### Problem requirements
Write out all of the entries exactly, please.
Material to process START
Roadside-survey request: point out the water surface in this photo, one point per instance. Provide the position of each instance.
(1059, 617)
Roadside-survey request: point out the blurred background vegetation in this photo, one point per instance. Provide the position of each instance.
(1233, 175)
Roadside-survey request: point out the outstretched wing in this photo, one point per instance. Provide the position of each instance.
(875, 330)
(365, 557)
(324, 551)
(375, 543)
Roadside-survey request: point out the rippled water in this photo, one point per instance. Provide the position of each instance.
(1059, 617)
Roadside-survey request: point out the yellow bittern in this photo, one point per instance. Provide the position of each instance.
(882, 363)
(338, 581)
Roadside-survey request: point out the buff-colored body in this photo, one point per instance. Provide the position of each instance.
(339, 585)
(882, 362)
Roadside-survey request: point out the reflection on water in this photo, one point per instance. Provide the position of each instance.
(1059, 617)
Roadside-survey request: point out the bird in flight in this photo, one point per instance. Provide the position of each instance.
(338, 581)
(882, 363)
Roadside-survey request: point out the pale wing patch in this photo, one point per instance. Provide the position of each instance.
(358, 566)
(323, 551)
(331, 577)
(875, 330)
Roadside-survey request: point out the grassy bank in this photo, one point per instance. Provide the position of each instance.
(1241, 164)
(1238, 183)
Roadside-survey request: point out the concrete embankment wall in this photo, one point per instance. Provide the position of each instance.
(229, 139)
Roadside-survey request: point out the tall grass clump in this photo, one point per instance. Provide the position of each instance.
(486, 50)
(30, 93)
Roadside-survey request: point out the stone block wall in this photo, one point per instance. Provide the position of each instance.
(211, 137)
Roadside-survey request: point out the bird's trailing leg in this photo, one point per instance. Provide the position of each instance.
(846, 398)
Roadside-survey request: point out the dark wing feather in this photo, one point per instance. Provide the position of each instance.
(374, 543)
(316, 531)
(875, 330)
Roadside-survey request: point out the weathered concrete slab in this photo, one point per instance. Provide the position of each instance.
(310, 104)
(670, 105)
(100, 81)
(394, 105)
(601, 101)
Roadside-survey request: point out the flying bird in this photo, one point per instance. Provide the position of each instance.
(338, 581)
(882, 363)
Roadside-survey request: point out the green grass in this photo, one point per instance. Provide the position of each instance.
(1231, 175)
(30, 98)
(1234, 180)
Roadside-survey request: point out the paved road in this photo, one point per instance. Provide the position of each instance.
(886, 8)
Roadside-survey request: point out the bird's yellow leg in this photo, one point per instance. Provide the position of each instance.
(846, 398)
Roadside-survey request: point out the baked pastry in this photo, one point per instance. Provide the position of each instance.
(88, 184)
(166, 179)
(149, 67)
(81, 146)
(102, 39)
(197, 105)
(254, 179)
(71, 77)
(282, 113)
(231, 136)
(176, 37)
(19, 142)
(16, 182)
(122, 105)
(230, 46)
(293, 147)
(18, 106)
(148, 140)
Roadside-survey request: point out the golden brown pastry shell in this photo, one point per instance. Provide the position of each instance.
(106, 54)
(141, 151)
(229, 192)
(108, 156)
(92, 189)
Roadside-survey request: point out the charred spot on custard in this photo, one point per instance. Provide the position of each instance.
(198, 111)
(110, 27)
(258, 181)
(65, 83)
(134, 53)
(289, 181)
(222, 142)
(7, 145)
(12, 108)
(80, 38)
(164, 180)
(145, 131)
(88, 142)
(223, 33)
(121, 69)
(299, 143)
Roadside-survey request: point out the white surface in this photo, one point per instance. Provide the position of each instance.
Material to process END
### Result of the exercise
Roadside-survey request: point out the water surface in this photo, one point per instance. Provide the position of each instance.
(1059, 617)
Roadside-survey request: point out the blurred background vegetation in this photo, one point per instance. Provide the position of each instance.
(1233, 175)
Roadside-survey request: point out the outstretched wing in this photo, one point per instance. Provide the position of each instance.
(875, 330)
(365, 557)
(324, 551)
(375, 543)
Roadside-survey request: point out the rippled water in this photo, one point per instance. Provide the position of each instance.
(1059, 617)
Roadside-survey request: point out the yellow bittern in this photo, one point per instance. Provide the position of each instance.
(882, 363)
(338, 581)
Roadside-survey request: point out the buff-colored body in this photo, one point per instance. Provide the position of each instance.
(339, 585)
(882, 362)
Roadside-survey request: point out the reflection on water in this photo, one point per instance. Provide the position of each instance.
(1059, 617)
Roadside-survey request: point out the bird in flight in this photo, one point per instance. Provide the position of each instance.
(338, 581)
(882, 363)
Roadside-survey request: point out the pale wing patch in this photo, one point per instance. Provide the position of each instance.
(358, 566)
(323, 551)
(331, 577)
(875, 330)
Roadside-survey request: point out the grassy bank in this photo, one point per instance. Provide the position of each instance.
(1241, 164)
(1238, 183)
Roadside-survey request: point out the concrete embankment wall in this photo, one point per instance. Provide the position of each instance.
(229, 139)
Roadside-survey request: point out the tall grass clump in this photo, one point per instance. Provide the position of each instance.
(486, 50)
(30, 93)
Roadside-survey request: point out the stone block wall in this photo, one point per instance. Provide the position of each instance.
(211, 137)
Roadside-survey request: point out the bird's trailing leg in this photo, one point per instance. Provide the position of each instance.
(846, 398)
Roadside-survey request: point out the dark wing feather in this photo, one point per instance. Provide the position of each instance.
(374, 543)
(316, 531)
(875, 330)
Roadside-survey request: point out the weathered concrete slab in this photo, one point per instance. Provide the position of each instance.
(310, 104)
(670, 105)
(100, 81)
(394, 105)
(601, 101)
Roadside-survey request: point out the flying bird in this photo, one point per instance. Provide the position of each instance.
(338, 581)
(882, 363)
Roadside-survey request: point out the green grass in this photo, one point per instance. Provide the position of each instance.
(1231, 175)
(30, 98)
(1234, 180)
Roadside-survey request: point out the paved road in this photo, one point per instance. Provide the position of each instance.
(886, 8)
Roadside-survey request: point out the bird's yellow leg in this photo, one point per instance. Provide the position of each instance.
(846, 398)
Roadside-survey request: point out the baked pastry in this photo, one point per instance. Provide the position of each instance.
(88, 184)
(166, 179)
(149, 67)
(81, 146)
(102, 39)
(197, 105)
(254, 179)
(71, 77)
(282, 113)
(231, 136)
(176, 37)
(19, 142)
(16, 182)
(122, 105)
(230, 46)
(293, 147)
(18, 106)
(148, 140)
Roadside-survey request: point out the golden brown pastry shell in this photo, one point per instance. Provide the position of each instance.
(106, 54)
(141, 151)
(229, 192)
(108, 156)
(92, 189)
Roadside-survey request: point out the charred spot on custard in this photo, one point per instance. Provide the position of each instance.
(198, 111)
(110, 27)
(258, 181)
(65, 83)
(134, 53)
(289, 181)
(222, 142)
(7, 145)
(12, 108)
(80, 38)
(164, 180)
(145, 131)
(88, 142)
(223, 33)
(121, 69)
(299, 143)
Roadside-survey request: point out the white surface in this photo, one point per instance. Provide the position of each instance.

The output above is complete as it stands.